When you repeat the entries below, keep each word exactly as it is and drop the pictures.

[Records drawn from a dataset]
++++

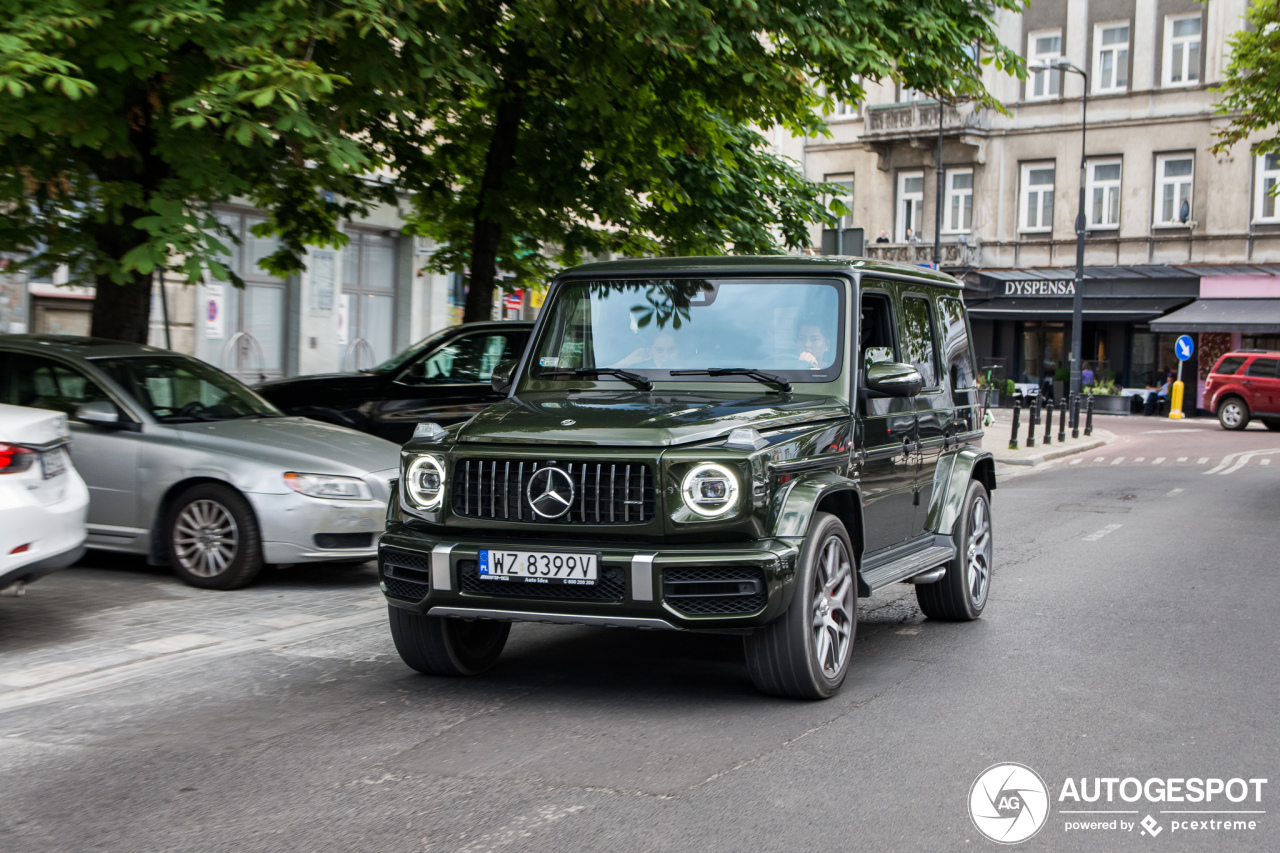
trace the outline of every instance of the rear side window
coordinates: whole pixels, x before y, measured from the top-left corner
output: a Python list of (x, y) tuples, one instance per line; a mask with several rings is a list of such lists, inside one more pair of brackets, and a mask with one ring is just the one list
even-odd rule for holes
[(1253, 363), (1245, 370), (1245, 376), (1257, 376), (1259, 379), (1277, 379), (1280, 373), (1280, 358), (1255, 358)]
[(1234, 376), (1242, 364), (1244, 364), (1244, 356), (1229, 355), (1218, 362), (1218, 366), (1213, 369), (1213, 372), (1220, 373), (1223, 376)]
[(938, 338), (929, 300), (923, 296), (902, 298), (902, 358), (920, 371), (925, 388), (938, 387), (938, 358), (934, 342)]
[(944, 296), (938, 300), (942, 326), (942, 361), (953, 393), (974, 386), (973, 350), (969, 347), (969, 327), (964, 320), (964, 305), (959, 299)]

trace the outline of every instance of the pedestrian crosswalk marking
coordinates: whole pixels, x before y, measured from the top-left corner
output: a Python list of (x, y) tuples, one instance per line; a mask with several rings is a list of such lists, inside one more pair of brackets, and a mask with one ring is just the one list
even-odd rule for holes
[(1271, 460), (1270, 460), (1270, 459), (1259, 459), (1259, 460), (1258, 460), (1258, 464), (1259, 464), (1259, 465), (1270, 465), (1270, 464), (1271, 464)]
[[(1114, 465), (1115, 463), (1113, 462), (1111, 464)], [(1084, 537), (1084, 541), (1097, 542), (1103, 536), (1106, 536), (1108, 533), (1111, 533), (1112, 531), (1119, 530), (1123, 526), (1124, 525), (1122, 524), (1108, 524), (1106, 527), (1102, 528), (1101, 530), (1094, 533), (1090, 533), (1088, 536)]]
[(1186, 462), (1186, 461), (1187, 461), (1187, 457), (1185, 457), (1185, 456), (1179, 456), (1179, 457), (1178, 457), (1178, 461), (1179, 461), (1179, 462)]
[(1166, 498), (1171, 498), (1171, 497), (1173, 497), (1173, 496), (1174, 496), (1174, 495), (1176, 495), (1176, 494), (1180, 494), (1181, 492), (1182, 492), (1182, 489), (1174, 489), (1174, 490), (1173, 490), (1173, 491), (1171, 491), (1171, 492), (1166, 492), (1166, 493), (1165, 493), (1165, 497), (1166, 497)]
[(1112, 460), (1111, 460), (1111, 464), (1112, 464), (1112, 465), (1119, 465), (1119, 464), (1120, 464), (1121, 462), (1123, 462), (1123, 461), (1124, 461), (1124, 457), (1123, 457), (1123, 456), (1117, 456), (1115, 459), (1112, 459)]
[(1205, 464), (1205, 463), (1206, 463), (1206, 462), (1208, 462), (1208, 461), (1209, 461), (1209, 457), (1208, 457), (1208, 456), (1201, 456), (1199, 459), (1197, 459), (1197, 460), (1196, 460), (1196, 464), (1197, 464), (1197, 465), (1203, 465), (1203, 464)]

++++

(YOUR SOLUTION)
trace the outline of every instance of the rear side window
coordinates: whole pixels, x before y, measured from the top-left corner
output: a Python list of (x, y) tuples, one instance per line; a mask with several rings is a list of such lists, inside one more pair of brackets, and a mask with one ring is just the one list
even-odd rule for holes
[(1253, 363), (1245, 370), (1245, 376), (1257, 376), (1259, 379), (1277, 379), (1280, 373), (1280, 358), (1255, 358)]
[(1234, 376), (1242, 364), (1244, 364), (1244, 356), (1229, 355), (1218, 362), (1218, 366), (1213, 369), (1213, 372), (1220, 373), (1223, 376)]
[(938, 338), (929, 300), (923, 296), (902, 298), (902, 358), (920, 371), (925, 388), (938, 387), (938, 358), (934, 342)]
[(944, 296), (938, 300), (942, 326), (942, 361), (953, 393), (974, 386), (973, 350), (969, 347), (969, 327), (964, 320), (964, 305), (959, 299)]

trace the outline of every instance of the pedestrian crosswalk marking
coordinates: whole pixels, x before y, measured from the top-left corner
output: a Python list of (x, y) tuples, one instance per line; a mask with several rings is a list of such lists, inside one more pair of brackets, and a mask with one ring is just the one list
even-odd rule for holes
[(1271, 460), (1270, 460), (1270, 459), (1259, 459), (1259, 460), (1258, 460), (1258, 464), (1259, 464), (1259, 465), (1270, 465), (1270, 464), (1271, 464)]
[[(1114, 465), (1115, 463), (1113, 462), (1111, 464)], [(1084, 537), (1084, 541), (1097, 542), (1103, 536), (1106, 536), (1108, 533), (1111, 533), (1112, 531), (1119, 530), (1123, 526), (1124, 525), (1122, 524), (1108, 524), (1106, 527), (1102, 528), (1101, 530), (1094, 533), (1090, 533), (1088, 536)]]
[(1186, 462), (1186, 461), (1187, 461), (1187, 457), (1185, 457), (1185, 456), (1179, 456), (1179, 457), (1178, 457), (1178, 461), (1179, 461), (1179, 462)]
[(1166, 498), (1171, 498), (1171, 497), (1173, 497), (1173, 496), (1174, 496), (1174, 495), (1176, 495), (1176, 494), (1180, 494), (1181, 492), (1182, 492), (1182, 489), (1174, 489), (1174, 490), (1173, 490), (1173, 491), (1171, 491), (1171, 492), (1166, 492), (1166, 493), (1165, 493), (1165, 497), (1166, 497)]
[(1112, 460), (1111, 460), (1111, 464), (1112, 464), (1112, 465), (1119, 465), (1119, 464), (1120, 464), (1121, 462), (1123, 462), (1123, 461), (1124, 461), (1124, 457), (1123, 457), (1123, 456), (1117, 456), (1115, 459), (1112, 459)]
[(1205, 464), (1205, 463), (1206, 463), (1206, 462), (1208, 462), (1208, 461), (1209, 461), (1209, 457), (1208, 457), (1208, 456), (1201, 456), (1199, 459), (1197, 459), (1197, 460), (1196, 460), (1196, 464), (1197, 464), (1197, 465), (1203, 465), (1203, 464)]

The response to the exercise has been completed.